Provided passage:
9 ELR 20796 | Environmental Law Reporter | copyright © 1979 | All rights reserved


Spears v. Berle

No. 373 (N.Y. October 18, 1979)

The New York Court of Appeals reverses a lower court's order which directed the state Commissioner of Environmental Conservation either to issue a permit under the state Freshwater Wetlands Act for the extraction of humus and sand from privately owned wetlands or to initiate condemnation proceedings. The court first determines that the Commissioner's denial of the permit was rationally based on substantial evidence that the proposed mining activity would destroy the wetlands and was thus proscribed by the Act itself. The court then proceeds to consider whether the Act, in conjunction with the permit denial, has imposed such an onerous burden on the property that a taking has occurred. A local land use regulation will be deemed a taking if it renders private property unsuitable for any reasonable income or use and thus destroys its economic value. The challenger in such a case bears a heavy burden of demonstrating with economic evidence that the parcel as a whole would be incapable of producing a reasonable return under any permissible use. The record in this case, the court concludes, is insufficient on the taking issue and the matter must therefore be remanded for a hearing on that question.

For summaries of the briefs filed in the state court of appeals, see ELR PEND. LIT. 65623.

Counsel for Plaintiff-Respondent
William A. Glass
Goldman, Glass & Pivovar
P.O. Box 1108, Port Jervis NY 12771
(914) 856-5335

Counsel for Defendants-Appellants
Robert Abrams, Attorney General; Peter G. Crary, Shirley Adelson Siegel, Stanley Fishman
State Capitol, Albany NY 12224
(518) 474-4818

Counsel for Amicus Curiae Natural Resources Defense Council, Inc.
Laurence Rockefeller, Drayton Grant
Natural Resources Defense Council, Inc.
122 E. 42d St., New York NY 10017
(212) 949-0049

[9 ELR 20796]

Cooke, J.:

Petitioners own two parcels of land. One, known as the "Culver" property, contains 38 acres of freshwater wetland out of a total of approximately 51 acres. The second tract has an area of about 43 acres and an 8 acre wetland referred to as "Spears' Bog." Both properties were classified as wetlands, the first because of its size, the second because it was determined by the Commissioner of Environmental Conservation (the Commissioner) to be an area of unusual local importance (ECL § 24-0301, subd. 1 [N.Y. ENVIR. CONSERV. LAW § 24-0301, subd. 1]).

In March of 1977 petitioners applied to the Commissioner for a permit allowing extraction of humus, sand, and stone from the wetlands.1 After a public hearing, where undisputed evidence showed that the proposed mining activities would lead to all but complete destruction of the wetlands, the Commissioner denied the application. Although petitioners conceded during the hearing that a grant of the permit would be inconsistent with the purposes of wetland regulation, Richard A. Spears, the sole witness for petitioners, voiced his opinion that mining was the only use of the property which would produce a reasonable economic return.

Listing:
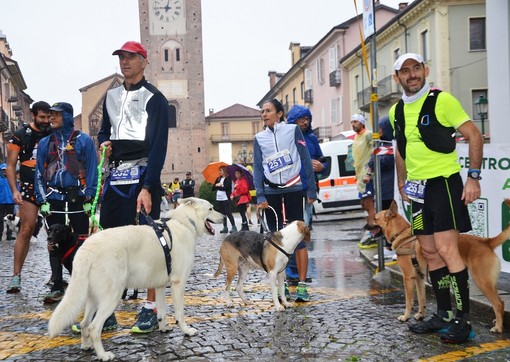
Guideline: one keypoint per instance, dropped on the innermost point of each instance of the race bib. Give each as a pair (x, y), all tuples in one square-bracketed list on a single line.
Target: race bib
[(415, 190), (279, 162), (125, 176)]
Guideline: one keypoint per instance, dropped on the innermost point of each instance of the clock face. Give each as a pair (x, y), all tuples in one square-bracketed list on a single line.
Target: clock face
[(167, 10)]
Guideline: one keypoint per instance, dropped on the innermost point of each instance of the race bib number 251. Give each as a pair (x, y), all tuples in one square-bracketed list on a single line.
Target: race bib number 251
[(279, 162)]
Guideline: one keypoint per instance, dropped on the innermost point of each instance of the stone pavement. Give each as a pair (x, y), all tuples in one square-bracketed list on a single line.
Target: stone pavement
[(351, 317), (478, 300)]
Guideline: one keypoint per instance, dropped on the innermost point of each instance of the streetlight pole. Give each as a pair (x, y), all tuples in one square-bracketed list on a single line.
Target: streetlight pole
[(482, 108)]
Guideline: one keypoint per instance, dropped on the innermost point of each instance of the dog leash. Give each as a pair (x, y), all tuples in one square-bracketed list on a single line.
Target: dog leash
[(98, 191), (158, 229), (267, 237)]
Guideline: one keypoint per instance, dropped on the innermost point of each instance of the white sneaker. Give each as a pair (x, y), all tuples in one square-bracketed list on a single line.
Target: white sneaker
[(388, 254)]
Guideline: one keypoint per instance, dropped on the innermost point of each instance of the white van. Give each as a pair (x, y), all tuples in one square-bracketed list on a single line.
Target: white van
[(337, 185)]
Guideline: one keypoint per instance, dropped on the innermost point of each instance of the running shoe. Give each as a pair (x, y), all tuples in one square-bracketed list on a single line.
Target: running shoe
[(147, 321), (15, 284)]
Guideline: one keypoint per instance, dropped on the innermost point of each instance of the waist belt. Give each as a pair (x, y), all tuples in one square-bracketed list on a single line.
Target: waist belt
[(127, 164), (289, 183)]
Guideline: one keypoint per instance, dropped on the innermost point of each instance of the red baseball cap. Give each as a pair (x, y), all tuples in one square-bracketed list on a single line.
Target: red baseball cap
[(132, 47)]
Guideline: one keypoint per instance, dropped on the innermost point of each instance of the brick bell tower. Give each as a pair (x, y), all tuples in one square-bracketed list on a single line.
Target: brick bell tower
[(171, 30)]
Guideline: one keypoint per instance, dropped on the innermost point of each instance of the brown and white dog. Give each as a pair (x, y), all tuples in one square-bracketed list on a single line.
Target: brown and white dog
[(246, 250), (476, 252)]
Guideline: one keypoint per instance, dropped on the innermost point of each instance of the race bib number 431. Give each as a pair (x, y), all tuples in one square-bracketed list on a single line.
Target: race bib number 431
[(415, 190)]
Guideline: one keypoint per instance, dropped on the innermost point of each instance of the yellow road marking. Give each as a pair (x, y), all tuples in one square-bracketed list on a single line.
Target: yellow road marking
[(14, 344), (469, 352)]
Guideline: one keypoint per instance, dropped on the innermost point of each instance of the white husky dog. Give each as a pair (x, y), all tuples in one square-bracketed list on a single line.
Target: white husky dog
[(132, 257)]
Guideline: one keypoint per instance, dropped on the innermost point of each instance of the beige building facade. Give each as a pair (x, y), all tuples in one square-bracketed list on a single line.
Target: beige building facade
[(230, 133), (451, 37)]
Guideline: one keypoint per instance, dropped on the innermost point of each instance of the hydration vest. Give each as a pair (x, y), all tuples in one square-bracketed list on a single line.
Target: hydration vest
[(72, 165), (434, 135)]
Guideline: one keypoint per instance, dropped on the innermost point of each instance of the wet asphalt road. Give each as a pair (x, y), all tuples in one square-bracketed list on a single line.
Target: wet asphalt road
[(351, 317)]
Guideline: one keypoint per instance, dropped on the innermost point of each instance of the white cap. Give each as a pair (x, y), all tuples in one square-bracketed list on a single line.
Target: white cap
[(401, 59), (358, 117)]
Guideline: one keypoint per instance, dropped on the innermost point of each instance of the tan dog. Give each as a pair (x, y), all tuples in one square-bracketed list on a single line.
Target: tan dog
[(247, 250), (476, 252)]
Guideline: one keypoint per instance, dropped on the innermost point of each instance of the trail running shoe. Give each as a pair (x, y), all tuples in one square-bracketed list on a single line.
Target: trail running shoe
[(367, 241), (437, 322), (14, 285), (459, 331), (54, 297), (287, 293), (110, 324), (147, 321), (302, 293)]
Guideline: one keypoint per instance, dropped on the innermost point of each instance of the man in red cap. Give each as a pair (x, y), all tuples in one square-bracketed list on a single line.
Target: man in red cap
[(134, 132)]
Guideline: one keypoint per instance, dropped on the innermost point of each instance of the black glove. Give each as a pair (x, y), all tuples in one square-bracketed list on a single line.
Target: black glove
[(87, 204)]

Exercise objective:
Copy the Spears v. Berle opinion above word for word, starting at "Laurence Rockefeller, Drayton" and ending at "24-0301, subd. 1]).".

Answer in full:
Laurence Rockefeller, Drayton Grant
Natural Resources Defense Council, Inc.
122 E. 42d St., New York NY 10017
(212) 949-0049

[9 ELR 20796]

Cooke, J.:

Petitioners own two parcels of land. One, known as the "Culver" property, contains 38 acres of freshwater wetland out of a total of approximately 51 acres. The second tract has an area of about 43 acres and an 8 acre wetland referred to as "Spears' Bog." Both properties were classified as wetlands, the first because of its size, the second because it was determined by the Commissioner of Environmental Conservation (the Commissioner) to be an area of unusual local importance (ECL § 24-0301, subd. 1 [N.Y. ENVIR. CONSERV. LAW § 24-0301, subd. 1]).